### PROBLEM DESCRIPTION
Given the listing below, output exactly the line containing "GET /detect?query=player's knee" and every line after it through the end.

### DATA RECORDS

+ + + + + + +

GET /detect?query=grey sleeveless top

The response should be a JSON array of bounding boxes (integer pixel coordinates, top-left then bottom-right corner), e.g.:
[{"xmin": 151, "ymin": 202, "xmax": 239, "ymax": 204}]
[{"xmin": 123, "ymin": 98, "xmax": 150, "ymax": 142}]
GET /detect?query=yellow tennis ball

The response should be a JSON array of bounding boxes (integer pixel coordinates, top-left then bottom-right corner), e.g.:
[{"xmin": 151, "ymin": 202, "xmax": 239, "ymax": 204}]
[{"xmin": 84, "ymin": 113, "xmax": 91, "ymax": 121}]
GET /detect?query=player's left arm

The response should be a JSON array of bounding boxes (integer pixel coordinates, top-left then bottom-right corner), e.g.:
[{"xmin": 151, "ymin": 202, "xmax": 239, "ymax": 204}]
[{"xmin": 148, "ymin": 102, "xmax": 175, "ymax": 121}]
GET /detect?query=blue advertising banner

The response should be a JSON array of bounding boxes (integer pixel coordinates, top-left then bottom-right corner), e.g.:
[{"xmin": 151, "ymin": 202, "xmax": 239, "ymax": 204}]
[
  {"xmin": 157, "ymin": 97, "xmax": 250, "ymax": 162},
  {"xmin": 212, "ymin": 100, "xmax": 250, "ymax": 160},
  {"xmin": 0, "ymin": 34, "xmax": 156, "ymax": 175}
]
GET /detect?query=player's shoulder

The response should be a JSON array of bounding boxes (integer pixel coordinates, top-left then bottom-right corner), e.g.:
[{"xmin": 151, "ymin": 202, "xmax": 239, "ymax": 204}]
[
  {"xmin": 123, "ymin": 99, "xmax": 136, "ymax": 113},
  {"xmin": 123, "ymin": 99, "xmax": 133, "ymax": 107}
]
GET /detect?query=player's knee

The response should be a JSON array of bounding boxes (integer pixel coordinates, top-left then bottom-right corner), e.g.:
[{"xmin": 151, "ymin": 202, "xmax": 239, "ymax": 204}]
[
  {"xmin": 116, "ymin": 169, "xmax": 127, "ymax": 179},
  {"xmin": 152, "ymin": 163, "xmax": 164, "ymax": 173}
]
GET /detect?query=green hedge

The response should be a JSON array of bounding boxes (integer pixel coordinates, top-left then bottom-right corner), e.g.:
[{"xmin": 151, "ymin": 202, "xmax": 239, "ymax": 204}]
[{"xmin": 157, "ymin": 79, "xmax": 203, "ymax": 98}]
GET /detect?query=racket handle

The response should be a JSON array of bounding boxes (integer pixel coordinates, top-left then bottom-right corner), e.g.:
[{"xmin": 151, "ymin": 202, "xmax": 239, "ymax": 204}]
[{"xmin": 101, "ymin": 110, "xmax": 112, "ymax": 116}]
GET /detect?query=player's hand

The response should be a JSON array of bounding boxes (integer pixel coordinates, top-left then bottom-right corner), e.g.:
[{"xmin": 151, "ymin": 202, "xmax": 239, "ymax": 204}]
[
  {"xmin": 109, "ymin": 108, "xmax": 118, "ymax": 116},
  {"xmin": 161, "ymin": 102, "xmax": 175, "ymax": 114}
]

+ + + + + + +

### SOLUTION
GET /detect?query=player's knee

The response should be a JSON array of bounding boxes (integer pixel coordinates, top-left then bottom-right corner), e.g.:
[{"xmin": 151, "ymin": 202, "xmax": 239, "ymax": 204}]
[
  {"xmin": 116, "ymin": 169, "xmax": 127, "ymax": 179},
  {"xmin": 152, "ymin": 163, "xmax": 164, "ymax": 173}
]
GET /detect?query=green hedge

The response should be a JSON array of bounding boxes (integer pixel coordinates, top-left then bottom-right corner), e.g.:
[{"xmin": 151, "ymin": 202, "xmax": 239, "ymax": 204}]
[{"xmin": 157, "ymin": 79, "xmax": 203, "ymax": 98}]
GET /detect?query=racket handle

The response should be a JSON array of bounding boxes (integer pixel coordinates, top-left then bottom-right corner), e.g.:
[{"xmin": 151, "ymin": 202, "xmax": 239, "ymax": 204}]
[{"xmin": 101, "ymin": 110, "xmax": 112, "ymax": 116}]
GET /detect?query=player's hand

The response should be a JSON array of bounding boxes (integer pixel coordinates, top-left then bottom-right corner), e.g.:
[{"xmin": 151, "ymin": 202, "xmax": 239, "ymax": 204}]
[
  {"xmin": 109, "ymin": 108, "xmax": 118, "ymax": 116},
  {"xmin": 161, "ymin": 102, "xmax": 175, "ymax": 114}
]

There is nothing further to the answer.